━━━━━ Entries shown ━━━━━

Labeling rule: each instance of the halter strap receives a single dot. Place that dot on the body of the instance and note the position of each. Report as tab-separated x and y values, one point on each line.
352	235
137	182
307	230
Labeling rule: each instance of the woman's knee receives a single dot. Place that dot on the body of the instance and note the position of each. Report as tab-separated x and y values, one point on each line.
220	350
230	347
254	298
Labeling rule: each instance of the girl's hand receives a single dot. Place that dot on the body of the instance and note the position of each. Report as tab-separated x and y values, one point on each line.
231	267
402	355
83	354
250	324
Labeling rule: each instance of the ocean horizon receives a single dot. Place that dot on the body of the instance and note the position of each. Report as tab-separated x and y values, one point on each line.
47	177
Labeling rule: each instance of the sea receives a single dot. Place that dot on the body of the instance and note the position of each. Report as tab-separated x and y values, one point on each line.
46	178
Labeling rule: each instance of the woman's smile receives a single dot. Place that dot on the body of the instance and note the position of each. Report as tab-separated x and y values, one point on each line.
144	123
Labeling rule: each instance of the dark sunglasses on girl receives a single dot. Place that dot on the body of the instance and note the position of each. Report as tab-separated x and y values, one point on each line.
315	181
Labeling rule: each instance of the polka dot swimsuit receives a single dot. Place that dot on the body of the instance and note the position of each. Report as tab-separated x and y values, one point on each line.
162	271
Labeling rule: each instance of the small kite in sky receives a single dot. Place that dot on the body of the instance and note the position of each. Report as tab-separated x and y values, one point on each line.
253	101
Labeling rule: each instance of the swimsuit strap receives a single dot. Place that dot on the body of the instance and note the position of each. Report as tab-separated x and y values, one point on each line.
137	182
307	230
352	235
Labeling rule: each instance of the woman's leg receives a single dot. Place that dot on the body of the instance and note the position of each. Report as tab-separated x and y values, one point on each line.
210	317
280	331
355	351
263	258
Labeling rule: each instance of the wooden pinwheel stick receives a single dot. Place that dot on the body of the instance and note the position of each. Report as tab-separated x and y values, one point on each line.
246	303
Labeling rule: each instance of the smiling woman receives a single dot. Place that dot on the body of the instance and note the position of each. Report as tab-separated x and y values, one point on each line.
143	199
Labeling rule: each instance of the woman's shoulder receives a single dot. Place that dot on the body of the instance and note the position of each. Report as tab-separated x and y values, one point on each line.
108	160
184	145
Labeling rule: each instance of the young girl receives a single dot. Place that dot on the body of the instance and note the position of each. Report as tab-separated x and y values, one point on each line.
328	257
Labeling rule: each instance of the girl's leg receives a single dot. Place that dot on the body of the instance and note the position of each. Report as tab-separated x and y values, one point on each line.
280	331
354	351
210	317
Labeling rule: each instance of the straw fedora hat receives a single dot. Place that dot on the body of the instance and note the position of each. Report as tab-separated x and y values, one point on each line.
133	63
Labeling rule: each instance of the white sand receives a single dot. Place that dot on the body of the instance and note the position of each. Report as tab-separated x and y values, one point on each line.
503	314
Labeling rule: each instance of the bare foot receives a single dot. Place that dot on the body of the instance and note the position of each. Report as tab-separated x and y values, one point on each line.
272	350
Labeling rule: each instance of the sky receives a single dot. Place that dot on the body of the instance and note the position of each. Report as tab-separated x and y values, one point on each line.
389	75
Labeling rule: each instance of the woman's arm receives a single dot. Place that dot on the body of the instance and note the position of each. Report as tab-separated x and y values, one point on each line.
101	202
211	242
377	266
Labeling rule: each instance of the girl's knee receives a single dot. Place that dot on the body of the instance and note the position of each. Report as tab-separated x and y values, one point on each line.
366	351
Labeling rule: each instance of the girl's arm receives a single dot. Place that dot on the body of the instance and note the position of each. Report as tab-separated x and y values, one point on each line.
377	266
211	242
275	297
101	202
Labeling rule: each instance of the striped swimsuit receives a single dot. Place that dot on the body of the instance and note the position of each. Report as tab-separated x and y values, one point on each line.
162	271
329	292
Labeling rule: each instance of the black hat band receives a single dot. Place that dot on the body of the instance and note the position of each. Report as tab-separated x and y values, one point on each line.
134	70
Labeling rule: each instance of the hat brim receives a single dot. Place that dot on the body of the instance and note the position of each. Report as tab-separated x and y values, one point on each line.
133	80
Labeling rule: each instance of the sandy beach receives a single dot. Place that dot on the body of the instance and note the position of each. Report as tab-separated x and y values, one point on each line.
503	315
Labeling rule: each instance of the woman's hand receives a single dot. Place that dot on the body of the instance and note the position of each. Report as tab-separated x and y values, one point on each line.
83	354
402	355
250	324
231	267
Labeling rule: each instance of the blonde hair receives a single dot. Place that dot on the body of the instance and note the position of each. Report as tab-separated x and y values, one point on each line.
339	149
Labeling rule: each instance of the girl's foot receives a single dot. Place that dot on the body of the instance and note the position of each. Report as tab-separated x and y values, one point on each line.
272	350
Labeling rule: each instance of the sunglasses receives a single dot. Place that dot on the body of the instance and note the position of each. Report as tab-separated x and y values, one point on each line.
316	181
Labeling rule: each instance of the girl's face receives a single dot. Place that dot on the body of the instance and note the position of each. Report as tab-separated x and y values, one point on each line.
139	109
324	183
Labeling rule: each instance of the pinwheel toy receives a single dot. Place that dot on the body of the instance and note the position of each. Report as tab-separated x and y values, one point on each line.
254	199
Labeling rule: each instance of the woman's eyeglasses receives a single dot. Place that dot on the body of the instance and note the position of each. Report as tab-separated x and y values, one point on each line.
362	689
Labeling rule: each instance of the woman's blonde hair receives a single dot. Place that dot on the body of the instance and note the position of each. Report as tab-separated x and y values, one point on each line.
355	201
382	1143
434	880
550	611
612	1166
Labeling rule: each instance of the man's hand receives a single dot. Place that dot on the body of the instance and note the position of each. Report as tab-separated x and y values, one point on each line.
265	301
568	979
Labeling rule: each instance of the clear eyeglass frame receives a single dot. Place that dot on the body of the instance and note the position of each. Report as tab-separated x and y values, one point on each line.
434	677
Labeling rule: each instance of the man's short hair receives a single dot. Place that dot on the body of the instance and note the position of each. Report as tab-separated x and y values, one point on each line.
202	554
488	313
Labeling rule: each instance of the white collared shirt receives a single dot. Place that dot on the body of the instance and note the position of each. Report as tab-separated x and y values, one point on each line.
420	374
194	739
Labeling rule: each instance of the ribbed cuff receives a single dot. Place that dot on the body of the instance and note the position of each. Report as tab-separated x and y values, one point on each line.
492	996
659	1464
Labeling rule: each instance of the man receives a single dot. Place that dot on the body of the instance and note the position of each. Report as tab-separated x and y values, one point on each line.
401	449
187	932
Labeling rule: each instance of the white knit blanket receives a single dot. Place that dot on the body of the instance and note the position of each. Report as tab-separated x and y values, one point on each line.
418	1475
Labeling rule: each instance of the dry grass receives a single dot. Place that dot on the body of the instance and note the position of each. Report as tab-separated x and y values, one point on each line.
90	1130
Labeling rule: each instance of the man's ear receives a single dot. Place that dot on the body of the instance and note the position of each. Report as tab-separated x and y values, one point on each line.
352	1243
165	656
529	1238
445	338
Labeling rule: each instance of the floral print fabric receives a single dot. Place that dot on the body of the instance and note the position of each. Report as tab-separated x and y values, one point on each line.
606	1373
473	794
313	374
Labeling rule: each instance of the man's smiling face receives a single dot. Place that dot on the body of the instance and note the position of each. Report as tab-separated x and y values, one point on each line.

━━━━━

■ Activity: Everything in the data should be copied exactly. Leave nothing out.

■ Response area:
Labeling rule: each instance of the halter strap receives a single dot. Place that dot on the body of the instance and note the position of each. Report as tab-separated x and y values, one point on each line.
352	235
137	182
307	230
Labeling rule: each instance of the woman's knee receives a single dot. Place that dot on the body of the instance and note the position of each. Report as tab-separated x and y values, one point on each line.
220	350
230	347
254	298
Labeling rule: each instance of the girl's hand receives a single dot. Place that dot on the body of the instance and note the position of each. Report as tab-separated x and y values, one point on each line.
231	267
402	355
83	354
250	324
Labeling rule: each instance of the ocean horizon receives a single dot. Place that dot on the body of the instance and note the position of each. Report as tab-separated x and y values, one point on each line.
47	177
Labeling rule: each instance of the sea receives a single dot. Place that dot on the body of the instance and note the position of each. Report as tab-separated x and y values, one point on each line.
46	178
Labeling rule: each instance of the woman's smile receives a single dot. Place that dot on the body of the instance and note the position of each. Report as tab-separated x and y values, one point on each line.
144	123
Labeling rule: each instance of the dark sunglasses on girl receives a single dot. Place that dot on the body of the instance and note the position of each. Report as tab-separated x and y values, one point on each line.
315	181
Labeling rule: each instance of the polka dot swimsuit receives a single dot. Place that dot on the body of the instance and note the position of each. Report as tab-separated x and y values, one point on each line.
162	271
Labeling rule: each instance of the small kite in sky receives a single dot. Place that dot on the body of the instance and note the position of each. Report as tab-separated x and y values, one point on each line.
253	101
Labeling rule: each instance of the swimsuit strap receives a single dot. Place that dot on the body of the instance and note the position of each. Report as tab-separated x and y values, one point on each line.
137	182
307	230
352	235
Labeling rule: each instance of the woman's leg receives a single dot. Place that dot on the body of the instance and note the position of each. Report as tab-separated x and y values, one point on each line.
210	317
280	331
355	351
263	258
Labeling rule: each instance of the wooden pinwheel stick receives a single dot. Place that dot on the body of the instance and note the position of each. Report as tab-separated x and y values, one point on each line.
246	303
Labeling rule: each instance of the smiling woman receives a single dot. Place that dot on the body of the instance and note the position of each. Report as tab-separated x and y values, one point on each line.
143	199
Labeling rule: each instance of the woman's shoulder receives a single dot. Place that dot on the body of the instance and note the position of each. Report as tab-separated x and y values, one point on each line.
108	160
184	145
Labeling rule: each instance of the young girl receives a single dot. Place that dot on the body of the instance and note the position of each. Report as tab-separated x and y values, one point on each line.
328	257
Labeling rule: each instance of the girl's leg receives a single dot. Place that dot on the body of the instance and note the position of each. Report as tab-separated x and y values, one point on each line.
280	331
354	351
210	317
Labeling rule: each instance of the straw fedora hat receives a single dot. Place that dot on the body of the instance and note the position of each. Report as tab-separated x and y values, one point on each line.
133	63
Labeling rule: each instance of the white sand receives a single dot. Place that dot on the body of the instance and note the position of each. Report as tab-separated x and y values, one point on each line.
503	314
Labeling rule: each instance of the bare foot receives a single dot. Place that dot on the body of the instance and note the position of each. Report as tab-separated x and y values, one point on each line.
272	350
Labeling rule: each instance of the sky receives a single dot. Place that dot on the body of the instance and note the position of each. Report as tab-separated x and y values, one point on each line.
389	75
Labeling rule: each instance of the woman's arm receives a single dot. Place that dot on the body of the instance and note the position of each. Report as tab-separated x and y values, one point on each line.
101	202
211	242
377	266
Labeling rule: each instance of the girl's knee receives a single dot. Place that dot on the body of the instance and note the position of each. Report as tab-separated x and y values, one point on each line.
366	351
Labeling rule: each instance of the girl's arm receives a single dot. Place that dot on the body of the instance and note the position of each. Report as tab-separated x and y values, one point on each line.
377	266
211	242
275	297
101	202
Labeling rule: each instance of the striped swimsuit receives a single dot. Place that dot on the body of the instance and note the position of each. Report as tab-separated x and y values, one point on each line.
162	271
329	292
Labeling rule: each instance of the black hat band receives a single dot. Place that dot on the body of the instance and note the position of each. Report as tab-separated x and y values, one point on each line.
134	70
Labeling rule: each instance of the hat brim receives a single dot. Place that dot on the body of the instance and note the position of each. Report as tab-separated x and y values, one point on each line.
133	80
Labeling rule: each instance of the sandy beach receives a single dot. Place that dot on the body of the instance and note the position of each. Report as tab-separated x and y values, one point on each line.
503	315
Labeling rule: each instance of the woman's hand receives a single dot. Place that dot on the body of the instance and note the position of each. Report as tab-separated x and y values, one point on each line.
83	354
402	355
250	324
231	267
Labeling rule: each instance of the blonde hair receives a single dot. Place that dot on the body of the instance and note the position of each. Report as tab-separated x and y values, one point on each line.
339	149
Labeling rule: each instance of the girl's foot receives a single dot. Place that dot on the body of the instance and note the position of each. Report as tab-separated x and y values, one point on each line.
272	350
Labeling rule: each instance of the sunglasses receives a single dot. Place that dot on the body of the instance and note the position of each. Report as tab-separated x and y values, one point on each line.
316	181
Labeling rule: each instance of the girl's face receives a single dot. Place that dot on the body of the instance and note the position of each. Report as tab-separated x and y values, one point on each line.
139	109
324	183
Labeling rule: each instance of the pinwheel toy receives a single dot. Place that dot on the body of the instance and note the position of each. Report as tab-separated x and y values, one point on each line.
254	199
Labeling rule: each instance of the woman's eyeglasses receives a single dot. Place that dot on the body of the instance and note the position of each. Report as tab-separated x and y values, one point on each line.
362	689
Labeling rule: each instance of the woman's blonde hair receives a single dot. Place that dot on the body of the instance and note the position of each. Report as tab-separated x and y values, one point on each line.
355	201
382	1143
434	880
550	611
612	1166
Labeling rule: each instance of the man's hand receives a single dot. Place that dot on the body of the instance and note the position of each. Report as tab-separated x and y values, one point on each line.
265	301
568	979
Labeling rule: each instance of the clear eyeglass frame receives a single dot. Place that dot on the body of the instance and note the position of each. Report as tab-separated x and y values, one point on each line.
434	677
Labeling rule: each instance of the man's short hair receives a single dot. Place that dot on the body of the instance and note the position of each. Report as tab-separated x and y values, one point on each line.
202	554
488	313
Labeling rule: each instance of the white collared shirt receives a single dot. Place that dot on the body of the instance and note the position of each. Report as tab-separated x and y values, one point on each line.
420	374
194	739
Labeling rule: each instance of the ribbed cuff receives a single dot. Place that dot on the body of the instance and note the position of each. Report as tab-separated x and y values, one point on each line.
492	996
659	1464
Labeling rule: each instance of the man receives a single dot. Place that dot on the body of the instance and note the position of each. Report as tab-separated x and y values, one point on each line.
401	449
187	932
Labeling rule: each instance of the white knit blanket receives a single dot. Place that dot on the body of the instance and note the position of each. Report as tab-separated x and y values, one point on each line.
418	1475
Labeling rule: each instance of the dry grass receives a single dot. Place that dot on the body of the instance and note the position of each. Report as tab-separated x and y values, one point on each line.
90	1130
Labeling rule: each instance of the man's ear receives a single dot. Place that dot on the body of the instance and note the position of each. Report as tab-separated x and y values, one point on each line.
352	1243
165	656
529	1238
445	338
Labeling rule: each instance of the floral print fabric receives a single dot. Place that dot on the body of the instance and note the position of each. Report as tab-separated x and y values, one point on each line.
606	1373
473	794
313	374
Labeling rule: each instance of the man's smiling face receives a single dot. Place that dot on the body of the instance and note the position of each. Report as tab-separated x and y values, one point on each line.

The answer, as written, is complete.